Um casal vai passear em Twentynine Palms.
É isso.
Toda a trama do arroubo de Bruno Dumont se concentra/dispersa nisso.
Não há conflito narrativo, crise dramática, nada que impulsione o espectador a continuar assistindo o filme por mais de 10 ou 15 minutos. Mas no âmago da coisa, o conflito de simplesmente viver.
A região é desértica (meu tesão particular), as estradas constantes (parece moldado pra mim), os corpos abandonados no espaço e à deriva do tempo para que vislumbremos suas reações.
É isso.
Um filme de reações. Do nada ela começa a chorar. Do nada ela começa a sorrir. Do nada ele precisa descer do carro apressado para observar a paisagem. Do nada ela precisa descer do carro para tocar numa vegetação. Do nada eles precisam transar. Do nada eles precisam brigar. Do nada eu me descubro enquanto assisto tudo isso.
Pessoas em reação à vida.
Ao respirar.
Um filme de terror.

------------------------

### Descrição do exercício
Dê continuidade ao comentário sobre o filme de Bruno Dumont, começando logo após a última frase apresentada. As entradas não são necessárias para a realização desta atividade.

------------------------

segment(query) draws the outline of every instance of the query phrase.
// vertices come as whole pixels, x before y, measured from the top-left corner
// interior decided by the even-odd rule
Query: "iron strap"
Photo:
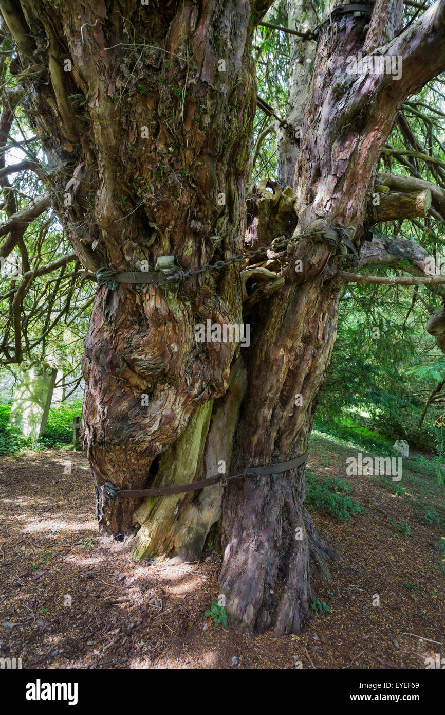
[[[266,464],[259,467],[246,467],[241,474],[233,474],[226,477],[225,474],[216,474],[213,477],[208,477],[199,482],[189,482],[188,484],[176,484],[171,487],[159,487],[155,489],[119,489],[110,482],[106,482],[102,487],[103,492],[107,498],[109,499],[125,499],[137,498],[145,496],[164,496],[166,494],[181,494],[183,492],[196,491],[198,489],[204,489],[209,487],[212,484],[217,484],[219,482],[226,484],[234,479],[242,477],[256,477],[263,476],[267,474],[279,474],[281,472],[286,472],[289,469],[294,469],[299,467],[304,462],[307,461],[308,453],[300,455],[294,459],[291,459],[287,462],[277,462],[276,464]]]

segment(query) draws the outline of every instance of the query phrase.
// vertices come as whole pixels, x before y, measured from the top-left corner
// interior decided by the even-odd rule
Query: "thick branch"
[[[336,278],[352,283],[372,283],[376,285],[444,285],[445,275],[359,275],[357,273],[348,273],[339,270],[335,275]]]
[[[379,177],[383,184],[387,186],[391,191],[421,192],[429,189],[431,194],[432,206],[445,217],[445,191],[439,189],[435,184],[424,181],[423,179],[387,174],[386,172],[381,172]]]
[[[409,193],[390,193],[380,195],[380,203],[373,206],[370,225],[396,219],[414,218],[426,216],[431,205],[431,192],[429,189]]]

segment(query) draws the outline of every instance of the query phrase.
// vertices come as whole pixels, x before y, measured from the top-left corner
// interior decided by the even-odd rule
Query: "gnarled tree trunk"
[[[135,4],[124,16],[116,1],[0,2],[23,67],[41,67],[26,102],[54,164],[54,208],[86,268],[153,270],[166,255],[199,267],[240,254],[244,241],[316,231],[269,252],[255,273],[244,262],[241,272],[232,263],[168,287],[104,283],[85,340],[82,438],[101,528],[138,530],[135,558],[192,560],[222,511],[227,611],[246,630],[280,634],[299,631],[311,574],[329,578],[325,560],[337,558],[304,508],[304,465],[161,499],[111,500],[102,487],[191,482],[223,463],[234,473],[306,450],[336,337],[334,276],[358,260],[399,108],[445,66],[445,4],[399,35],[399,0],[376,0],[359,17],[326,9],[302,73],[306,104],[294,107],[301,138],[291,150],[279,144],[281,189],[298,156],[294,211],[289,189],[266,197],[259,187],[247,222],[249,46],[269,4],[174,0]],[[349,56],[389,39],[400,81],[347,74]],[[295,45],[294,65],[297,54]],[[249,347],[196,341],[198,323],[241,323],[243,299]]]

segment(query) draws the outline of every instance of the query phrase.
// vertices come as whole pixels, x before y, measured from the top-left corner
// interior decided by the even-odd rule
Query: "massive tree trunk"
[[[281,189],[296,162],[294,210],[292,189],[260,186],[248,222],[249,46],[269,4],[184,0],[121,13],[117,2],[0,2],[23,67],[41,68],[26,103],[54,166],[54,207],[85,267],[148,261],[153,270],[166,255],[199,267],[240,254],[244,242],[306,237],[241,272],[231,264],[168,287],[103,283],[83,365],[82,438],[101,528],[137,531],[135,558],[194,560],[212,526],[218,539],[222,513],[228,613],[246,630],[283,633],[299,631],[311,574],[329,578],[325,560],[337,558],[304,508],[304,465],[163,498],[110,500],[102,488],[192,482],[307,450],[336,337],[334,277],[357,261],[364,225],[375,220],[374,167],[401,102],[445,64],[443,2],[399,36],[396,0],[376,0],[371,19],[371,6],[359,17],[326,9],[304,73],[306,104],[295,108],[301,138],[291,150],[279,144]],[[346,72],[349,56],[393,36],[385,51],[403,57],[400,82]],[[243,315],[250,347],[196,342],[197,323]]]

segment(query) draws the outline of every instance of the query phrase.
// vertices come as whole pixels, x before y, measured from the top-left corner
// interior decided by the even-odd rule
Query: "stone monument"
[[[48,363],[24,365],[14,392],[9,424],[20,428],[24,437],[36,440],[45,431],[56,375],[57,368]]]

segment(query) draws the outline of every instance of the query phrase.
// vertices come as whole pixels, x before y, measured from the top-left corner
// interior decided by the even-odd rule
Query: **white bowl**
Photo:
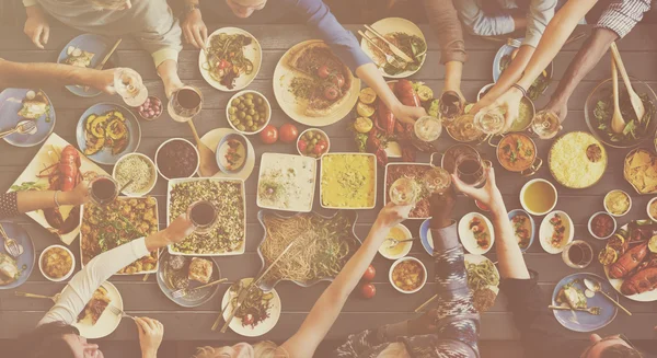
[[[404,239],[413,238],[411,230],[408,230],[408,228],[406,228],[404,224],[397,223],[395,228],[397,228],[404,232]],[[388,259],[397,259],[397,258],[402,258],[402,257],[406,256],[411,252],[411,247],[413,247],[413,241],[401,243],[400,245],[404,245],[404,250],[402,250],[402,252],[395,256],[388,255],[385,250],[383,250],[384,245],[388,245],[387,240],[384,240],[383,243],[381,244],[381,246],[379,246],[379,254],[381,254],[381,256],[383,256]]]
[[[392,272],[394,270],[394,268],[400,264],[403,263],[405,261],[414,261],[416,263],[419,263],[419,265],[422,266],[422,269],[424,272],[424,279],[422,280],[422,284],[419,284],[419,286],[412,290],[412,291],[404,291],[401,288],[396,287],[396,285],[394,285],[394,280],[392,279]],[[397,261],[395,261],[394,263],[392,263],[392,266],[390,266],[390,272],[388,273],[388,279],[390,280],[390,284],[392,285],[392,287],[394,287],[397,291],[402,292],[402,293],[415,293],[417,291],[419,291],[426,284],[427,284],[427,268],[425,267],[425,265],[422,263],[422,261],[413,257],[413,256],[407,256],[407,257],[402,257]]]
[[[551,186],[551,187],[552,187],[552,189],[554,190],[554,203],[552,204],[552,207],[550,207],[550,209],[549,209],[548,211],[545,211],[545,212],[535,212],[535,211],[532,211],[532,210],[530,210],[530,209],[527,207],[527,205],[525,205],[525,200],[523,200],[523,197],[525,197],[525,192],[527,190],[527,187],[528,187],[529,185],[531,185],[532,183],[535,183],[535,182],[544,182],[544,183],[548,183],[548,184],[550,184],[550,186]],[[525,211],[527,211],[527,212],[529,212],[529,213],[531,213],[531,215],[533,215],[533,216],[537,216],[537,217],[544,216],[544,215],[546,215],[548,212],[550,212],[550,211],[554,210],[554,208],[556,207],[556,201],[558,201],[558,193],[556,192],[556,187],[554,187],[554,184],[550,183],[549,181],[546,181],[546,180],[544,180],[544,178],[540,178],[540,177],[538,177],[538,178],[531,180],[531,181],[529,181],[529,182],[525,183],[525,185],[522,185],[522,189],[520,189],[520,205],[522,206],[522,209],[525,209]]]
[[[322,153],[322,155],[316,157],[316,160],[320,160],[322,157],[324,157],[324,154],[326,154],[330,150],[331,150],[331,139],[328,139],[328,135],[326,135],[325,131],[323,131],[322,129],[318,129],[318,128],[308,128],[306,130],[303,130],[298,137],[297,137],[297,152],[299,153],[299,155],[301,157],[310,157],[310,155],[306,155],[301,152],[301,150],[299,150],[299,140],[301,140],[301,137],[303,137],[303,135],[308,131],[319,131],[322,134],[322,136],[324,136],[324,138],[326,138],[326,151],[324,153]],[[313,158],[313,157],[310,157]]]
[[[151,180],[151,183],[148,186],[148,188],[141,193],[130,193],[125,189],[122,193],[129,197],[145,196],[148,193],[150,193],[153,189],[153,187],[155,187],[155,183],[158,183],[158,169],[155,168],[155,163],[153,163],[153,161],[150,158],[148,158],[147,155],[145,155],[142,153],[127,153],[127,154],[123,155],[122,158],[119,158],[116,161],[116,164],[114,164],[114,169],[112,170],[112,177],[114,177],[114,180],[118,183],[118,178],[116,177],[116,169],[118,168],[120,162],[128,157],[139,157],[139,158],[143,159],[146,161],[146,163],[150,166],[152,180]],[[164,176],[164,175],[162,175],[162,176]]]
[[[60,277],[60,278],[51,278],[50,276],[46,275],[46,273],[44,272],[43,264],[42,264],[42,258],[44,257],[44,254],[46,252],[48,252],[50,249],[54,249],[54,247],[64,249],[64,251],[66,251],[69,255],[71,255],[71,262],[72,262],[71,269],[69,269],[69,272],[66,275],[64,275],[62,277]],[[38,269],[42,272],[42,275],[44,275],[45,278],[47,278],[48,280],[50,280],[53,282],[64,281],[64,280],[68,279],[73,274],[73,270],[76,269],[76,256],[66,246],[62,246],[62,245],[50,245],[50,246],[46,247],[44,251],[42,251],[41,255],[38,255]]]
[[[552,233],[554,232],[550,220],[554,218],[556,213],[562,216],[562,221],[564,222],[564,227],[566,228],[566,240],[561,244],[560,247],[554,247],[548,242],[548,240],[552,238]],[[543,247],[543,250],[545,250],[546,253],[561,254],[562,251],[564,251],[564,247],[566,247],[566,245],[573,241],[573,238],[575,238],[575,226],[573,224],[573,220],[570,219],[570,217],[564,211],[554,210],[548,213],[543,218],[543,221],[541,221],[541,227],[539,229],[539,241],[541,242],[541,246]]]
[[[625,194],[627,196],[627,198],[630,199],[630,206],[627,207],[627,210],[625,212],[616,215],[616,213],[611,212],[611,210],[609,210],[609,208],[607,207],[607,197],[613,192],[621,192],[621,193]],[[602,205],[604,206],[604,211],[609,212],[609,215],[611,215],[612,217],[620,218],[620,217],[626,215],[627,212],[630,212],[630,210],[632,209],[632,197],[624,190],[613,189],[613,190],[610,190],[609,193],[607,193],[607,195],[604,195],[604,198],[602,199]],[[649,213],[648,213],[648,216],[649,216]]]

------------------------

### Resposta esperada
Se me obrigarem a enquadrar
Twentynine Palms em um gênero (absurdo e tentador), não hesitarei: é um filme de terror.
São diversos os momentos no decorrer da vivência em que se pressente um medo, um assombro que talvez seja o responsável por me atrair com todo meu fôlego ao universo pintado por Dumont.
Na piscina. Justamente a cena dos mais belos cartazes. A desconfiança pelo quase afogamento. A dolorosa aproximação por trás. Ela tensa. A imagem desconfiada. Minutos que se prolongam em busca do retorno da confiança arranhada. Até que ela se rende. Flutua em seus braços. Mais penetrada pelo amor de acreditar do que em todas as transas do filme.
O acidente com o cachorro. A discussão noturna. O carro que vai e vem enquanto ela está só na madrugada. São tantas as coisas que me despertam o medo... Até que o final chega. E me deixa covarde até mesmo para falar sobre (assistam, é melhor)...
Um epílogo amargo.
Crepúsculo dos mais dolorosos que o cinema já mostrou.
E justamente nele minha certeza da ignorância. De não saber nada.
O que é cinema mesmo???
Não posso me perguntar outra coisa depois de um filme assim.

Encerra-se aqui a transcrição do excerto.